Task to complete: Would you turn the stretch from the start of the entries through the line containing "x=335 y=444" into a two-column CSV headed request and points, with one row per request? Put each value in a single quoted field with line breaks replaced by spaces, and leave the pictures out.

Material for this task:
────────

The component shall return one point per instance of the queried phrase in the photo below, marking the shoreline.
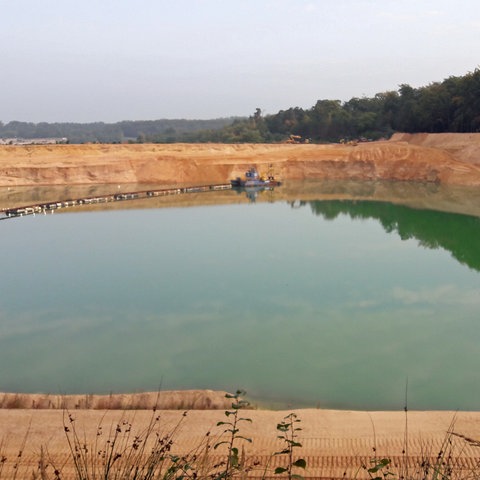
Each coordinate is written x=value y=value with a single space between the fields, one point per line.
x=335 y=444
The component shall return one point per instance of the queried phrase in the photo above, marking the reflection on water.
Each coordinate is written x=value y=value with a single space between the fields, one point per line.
x=331 y=303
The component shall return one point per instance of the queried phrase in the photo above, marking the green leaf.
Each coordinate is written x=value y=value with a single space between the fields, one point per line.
x=219 y=443
x=300 y=463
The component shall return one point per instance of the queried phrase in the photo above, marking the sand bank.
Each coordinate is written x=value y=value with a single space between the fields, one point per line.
x=333 y=441
x=446 y=159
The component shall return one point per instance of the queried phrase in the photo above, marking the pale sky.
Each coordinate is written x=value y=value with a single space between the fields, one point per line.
x=113 y=60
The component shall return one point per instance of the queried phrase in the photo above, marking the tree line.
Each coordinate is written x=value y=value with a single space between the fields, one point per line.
x=452 y=105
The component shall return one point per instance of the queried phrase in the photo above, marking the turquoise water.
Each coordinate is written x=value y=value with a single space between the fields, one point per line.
x=333 y=304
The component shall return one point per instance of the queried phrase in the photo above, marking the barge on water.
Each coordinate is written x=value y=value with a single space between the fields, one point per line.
x=254 y=179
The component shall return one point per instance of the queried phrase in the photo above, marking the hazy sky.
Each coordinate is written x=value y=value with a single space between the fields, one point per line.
x=106 y=60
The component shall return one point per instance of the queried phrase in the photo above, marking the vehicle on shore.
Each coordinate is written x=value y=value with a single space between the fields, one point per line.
x=254 y=179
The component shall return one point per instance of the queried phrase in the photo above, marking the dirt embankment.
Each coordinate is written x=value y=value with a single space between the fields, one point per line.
x=444 y=158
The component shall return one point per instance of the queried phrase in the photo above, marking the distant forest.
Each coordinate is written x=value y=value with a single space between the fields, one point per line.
x=452 y=105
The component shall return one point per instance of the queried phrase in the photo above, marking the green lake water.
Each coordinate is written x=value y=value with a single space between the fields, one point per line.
x=330 y=303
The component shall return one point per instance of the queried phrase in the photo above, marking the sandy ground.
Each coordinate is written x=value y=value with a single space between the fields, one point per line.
x=443 y=159
x=334 y=442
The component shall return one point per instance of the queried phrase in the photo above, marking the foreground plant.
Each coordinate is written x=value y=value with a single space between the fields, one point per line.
x=288 y=429
x=123 y=453
x=233 y=463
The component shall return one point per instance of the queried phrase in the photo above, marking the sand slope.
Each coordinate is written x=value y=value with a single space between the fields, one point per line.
x=334 y=442
x=443 y=158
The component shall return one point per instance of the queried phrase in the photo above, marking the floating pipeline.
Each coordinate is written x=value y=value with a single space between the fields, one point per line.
x=117 y=197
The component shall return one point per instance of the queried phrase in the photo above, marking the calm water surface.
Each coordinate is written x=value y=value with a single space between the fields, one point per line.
x=334 y=304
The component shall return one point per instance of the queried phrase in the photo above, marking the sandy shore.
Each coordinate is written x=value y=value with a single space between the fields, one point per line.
x=333 y=442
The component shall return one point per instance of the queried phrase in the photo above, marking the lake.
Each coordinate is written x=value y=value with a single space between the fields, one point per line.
x=329 y=303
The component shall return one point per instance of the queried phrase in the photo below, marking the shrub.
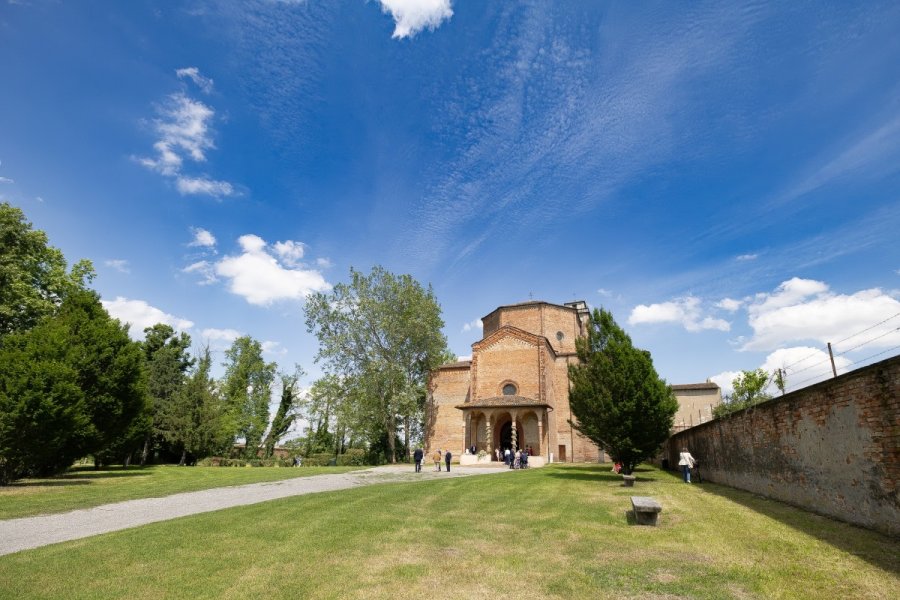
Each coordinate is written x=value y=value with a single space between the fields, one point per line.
x=353 y=457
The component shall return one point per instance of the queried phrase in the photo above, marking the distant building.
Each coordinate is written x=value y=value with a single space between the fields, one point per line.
x=514 y=391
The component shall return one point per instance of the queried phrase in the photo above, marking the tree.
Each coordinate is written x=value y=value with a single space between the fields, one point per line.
x=33 y=276
x=749 y=390
x=168 y=361
x=69 y=386
x=287 y=407
x=248 y=389
x=383 y=329
x=619 y=401
x=192 y=422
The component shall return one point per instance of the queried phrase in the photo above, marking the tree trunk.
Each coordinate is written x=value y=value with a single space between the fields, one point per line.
x=392 y=435
x=145 y=451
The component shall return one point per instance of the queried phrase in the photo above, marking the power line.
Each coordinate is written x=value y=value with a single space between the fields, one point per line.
x=867 y=329
x=868 y=342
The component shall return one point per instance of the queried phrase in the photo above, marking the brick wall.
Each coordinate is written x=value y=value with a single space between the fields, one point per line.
x=832 y=448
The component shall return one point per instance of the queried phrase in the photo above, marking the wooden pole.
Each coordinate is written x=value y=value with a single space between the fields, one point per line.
x=831 y=356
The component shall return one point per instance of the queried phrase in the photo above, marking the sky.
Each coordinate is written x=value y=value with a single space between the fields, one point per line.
x=723 y=177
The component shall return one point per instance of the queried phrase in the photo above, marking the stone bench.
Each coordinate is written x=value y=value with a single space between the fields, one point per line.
x=646 y=510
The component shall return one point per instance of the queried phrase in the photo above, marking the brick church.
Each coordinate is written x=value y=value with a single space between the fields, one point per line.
x=514 y=392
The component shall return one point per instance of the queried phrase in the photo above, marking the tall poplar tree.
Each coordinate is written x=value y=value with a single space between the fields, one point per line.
x=383 y=331
x=247 y=390
x=618 y=399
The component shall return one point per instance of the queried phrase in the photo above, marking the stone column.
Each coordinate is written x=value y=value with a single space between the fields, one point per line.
x=541 y=444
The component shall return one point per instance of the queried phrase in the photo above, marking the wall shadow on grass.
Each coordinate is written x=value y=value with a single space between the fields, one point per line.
x=871 y=546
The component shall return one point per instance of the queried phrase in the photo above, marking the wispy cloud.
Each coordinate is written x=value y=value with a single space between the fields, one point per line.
x=118 y=264
x=262 y=273
x=203 y=238
x=139 y=315
x=801 y=310
x=193 y=73
x=685 y=311
x=184 y=130
x=413 y=16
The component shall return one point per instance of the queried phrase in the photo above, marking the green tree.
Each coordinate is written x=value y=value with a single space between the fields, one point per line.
x=168 y=360
x=193 y=421
x=619 y=401
x=384 y=330
x=287 y=409
x=749 y=390
x=248 y=389
x=33 y=275
x=69 y=386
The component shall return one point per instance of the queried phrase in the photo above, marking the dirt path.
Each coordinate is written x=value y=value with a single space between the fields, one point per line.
x=33 y=532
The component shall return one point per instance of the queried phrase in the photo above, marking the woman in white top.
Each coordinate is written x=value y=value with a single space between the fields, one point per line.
x=686 y=462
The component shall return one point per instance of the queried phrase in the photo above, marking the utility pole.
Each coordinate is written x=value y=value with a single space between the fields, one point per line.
x=831 y=356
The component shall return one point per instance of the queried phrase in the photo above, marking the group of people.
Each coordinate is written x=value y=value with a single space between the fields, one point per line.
x=514 y=460
x=419 y=456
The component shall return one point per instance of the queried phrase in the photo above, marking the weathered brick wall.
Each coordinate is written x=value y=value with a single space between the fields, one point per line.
x=444 y=427
x=832 y=448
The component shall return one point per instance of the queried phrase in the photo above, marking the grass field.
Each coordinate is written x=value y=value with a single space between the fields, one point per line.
x=84 y=487
x=557 y=532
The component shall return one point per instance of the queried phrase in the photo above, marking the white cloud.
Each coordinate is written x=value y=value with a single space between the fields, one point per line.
x=686 y=311
x=203 y=268
x=261 y=279
x=802 y=365
x=476 y=324
x=290 y=252
x=803 y=309
x=270 y=347
x=202 y=238
x=184 y=133
x=118 y=264
x=729 y=304
x=221 y=335
x=412 y=16
x=193 y=73
x=140 y=315
x=203 y=186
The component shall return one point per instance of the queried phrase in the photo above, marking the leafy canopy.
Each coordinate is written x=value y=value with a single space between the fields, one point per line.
x=619 y=401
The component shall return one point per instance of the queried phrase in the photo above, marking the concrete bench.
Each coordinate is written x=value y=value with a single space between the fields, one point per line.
x=646 y=510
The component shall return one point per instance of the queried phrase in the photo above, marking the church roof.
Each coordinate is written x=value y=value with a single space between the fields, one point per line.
x=502 y=402
x=695 y=386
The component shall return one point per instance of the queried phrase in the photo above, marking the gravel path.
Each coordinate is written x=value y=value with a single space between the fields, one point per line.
x=33 y=532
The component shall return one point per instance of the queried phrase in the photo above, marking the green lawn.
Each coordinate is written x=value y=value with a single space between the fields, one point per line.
x=557 y=532
x=84 y=487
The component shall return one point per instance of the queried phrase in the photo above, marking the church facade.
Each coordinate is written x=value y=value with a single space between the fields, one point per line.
x=514 y=391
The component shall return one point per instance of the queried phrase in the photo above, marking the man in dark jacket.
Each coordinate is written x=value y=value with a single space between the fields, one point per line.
x=417 y=456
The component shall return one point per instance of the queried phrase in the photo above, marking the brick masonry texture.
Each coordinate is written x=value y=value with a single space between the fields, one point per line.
x=832 y=448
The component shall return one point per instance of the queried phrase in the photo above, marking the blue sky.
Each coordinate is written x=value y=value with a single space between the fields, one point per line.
x=723 y=177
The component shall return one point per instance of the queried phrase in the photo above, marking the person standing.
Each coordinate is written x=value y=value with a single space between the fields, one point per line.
x=686 y=462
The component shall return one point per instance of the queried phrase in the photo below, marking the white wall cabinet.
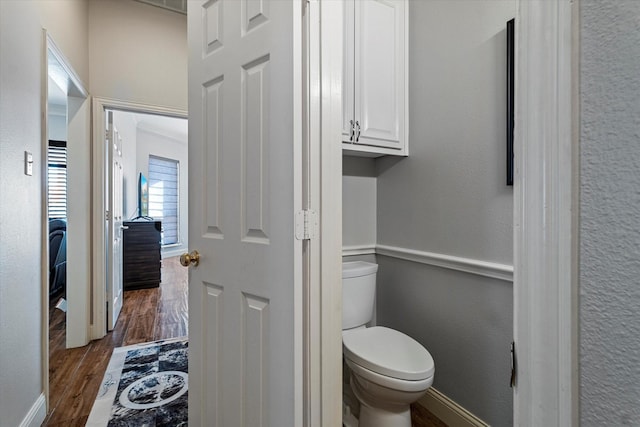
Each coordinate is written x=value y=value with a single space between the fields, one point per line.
x=375 y=80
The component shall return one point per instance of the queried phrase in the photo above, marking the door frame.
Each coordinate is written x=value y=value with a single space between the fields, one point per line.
x=322 y=364
x=546 y=190
x=77 y=324
x=99 y=176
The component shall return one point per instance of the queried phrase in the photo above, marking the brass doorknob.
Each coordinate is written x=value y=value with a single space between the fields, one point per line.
x=190 y=258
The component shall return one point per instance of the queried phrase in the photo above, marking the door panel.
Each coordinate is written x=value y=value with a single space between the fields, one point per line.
x=242 y=174
x=114 y=219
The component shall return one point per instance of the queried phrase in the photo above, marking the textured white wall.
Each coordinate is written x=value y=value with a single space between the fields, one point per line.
x=138 y=53
x=449 y=197
x=67 y=22
x=20 y=210
x=610 y=213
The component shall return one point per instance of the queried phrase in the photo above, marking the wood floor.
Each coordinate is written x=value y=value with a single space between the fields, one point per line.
x=147 y=315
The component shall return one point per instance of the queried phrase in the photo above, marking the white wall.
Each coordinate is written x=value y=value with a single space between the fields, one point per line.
x=57 y=125
x=125 y=123
x=151 y=143
x=138 y=53
x=610 y=213
x=449 y=198
x=20 y=211
x=21 y=224
x=67 y=22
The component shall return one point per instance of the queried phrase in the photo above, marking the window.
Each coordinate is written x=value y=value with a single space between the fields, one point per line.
x=57 y=179
x=163 y=196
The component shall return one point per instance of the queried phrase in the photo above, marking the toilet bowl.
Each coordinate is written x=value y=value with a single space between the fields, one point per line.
x=389 y=370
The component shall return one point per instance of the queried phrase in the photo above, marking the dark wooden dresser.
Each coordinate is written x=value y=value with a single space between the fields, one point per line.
x=141 y=254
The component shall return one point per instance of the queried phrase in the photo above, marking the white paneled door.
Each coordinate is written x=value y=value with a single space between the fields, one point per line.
x=245 y=107
x=114 y=222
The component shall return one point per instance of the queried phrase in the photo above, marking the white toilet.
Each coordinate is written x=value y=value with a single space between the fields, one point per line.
x=389 y=370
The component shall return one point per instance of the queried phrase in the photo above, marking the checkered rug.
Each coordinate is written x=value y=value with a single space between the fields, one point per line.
x=144 y=385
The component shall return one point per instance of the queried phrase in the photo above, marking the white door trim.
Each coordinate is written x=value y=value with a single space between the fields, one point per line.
x=323 y=299
x=99 y=320
x=545 y=214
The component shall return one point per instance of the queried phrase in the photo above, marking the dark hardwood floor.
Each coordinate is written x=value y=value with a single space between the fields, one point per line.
x=147 y=315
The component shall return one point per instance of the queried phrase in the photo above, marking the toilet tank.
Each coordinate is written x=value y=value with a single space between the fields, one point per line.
x=358 y=293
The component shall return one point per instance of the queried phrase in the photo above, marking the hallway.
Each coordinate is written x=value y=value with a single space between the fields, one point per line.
x=147 y=315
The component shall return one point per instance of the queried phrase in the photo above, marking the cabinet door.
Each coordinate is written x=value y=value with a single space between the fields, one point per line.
x=380 y=72
x=348 y=73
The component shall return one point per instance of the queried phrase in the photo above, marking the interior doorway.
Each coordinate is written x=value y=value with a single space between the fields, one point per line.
x=152 y=146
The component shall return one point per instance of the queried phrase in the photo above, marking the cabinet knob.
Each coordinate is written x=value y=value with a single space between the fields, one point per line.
x=190 y=258
x=352 y=131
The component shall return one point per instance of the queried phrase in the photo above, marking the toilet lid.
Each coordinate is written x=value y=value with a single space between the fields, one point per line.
x=388 y=352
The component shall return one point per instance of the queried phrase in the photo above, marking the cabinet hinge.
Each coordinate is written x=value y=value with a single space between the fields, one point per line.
x=306 y=225
x=513 y=365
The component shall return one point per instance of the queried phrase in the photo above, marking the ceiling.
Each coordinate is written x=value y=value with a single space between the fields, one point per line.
x=179 y=6
x=175 y=128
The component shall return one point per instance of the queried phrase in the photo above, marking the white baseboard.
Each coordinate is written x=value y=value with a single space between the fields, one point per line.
x=36 y=414
x=448 y=411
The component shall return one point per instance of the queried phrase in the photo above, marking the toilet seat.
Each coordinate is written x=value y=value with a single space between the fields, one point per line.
x=389 y=353
x=407 y=386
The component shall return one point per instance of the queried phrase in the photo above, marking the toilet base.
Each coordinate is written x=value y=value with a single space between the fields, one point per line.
x=376 y=417
x=374 y=413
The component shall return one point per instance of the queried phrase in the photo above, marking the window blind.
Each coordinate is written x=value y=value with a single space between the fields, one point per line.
x=57 y=179
x=164 y=197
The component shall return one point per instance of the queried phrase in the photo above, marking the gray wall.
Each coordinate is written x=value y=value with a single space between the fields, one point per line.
x=610 y=213
x=359 y=192
x=449 y=197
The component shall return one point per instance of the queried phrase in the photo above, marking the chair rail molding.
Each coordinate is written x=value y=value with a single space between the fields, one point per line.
x=545 y=213
x=451 y=262
x=467 y=265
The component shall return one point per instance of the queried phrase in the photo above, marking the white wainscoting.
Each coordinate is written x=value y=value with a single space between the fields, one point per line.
x=467 y=265
x=359 y=250
x=448 y=411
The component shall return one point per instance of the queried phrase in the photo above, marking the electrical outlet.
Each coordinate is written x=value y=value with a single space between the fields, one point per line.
x=28 y=163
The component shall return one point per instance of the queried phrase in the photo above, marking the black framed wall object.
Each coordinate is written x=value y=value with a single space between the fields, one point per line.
x=510 y=97
x=141 y=254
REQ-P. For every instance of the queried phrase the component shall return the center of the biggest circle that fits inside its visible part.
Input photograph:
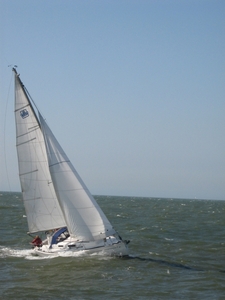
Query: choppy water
(177, 251)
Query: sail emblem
(24, 113)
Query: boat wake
(29, 254)
(169, 264)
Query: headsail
(40, 201)
(85, 219)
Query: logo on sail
(24, 113)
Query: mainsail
(40, 201)
(85, 219)
(54, 194)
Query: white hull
(117, 249)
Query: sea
(177, 251)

────────

Solution for this task:
request,points
"The component shall return one point per instance of the queried phrase in the photo below, marking the shoreline. Each coordinate is written x=value y=value with a single space between the fields, one point per line.","x=335 y=444"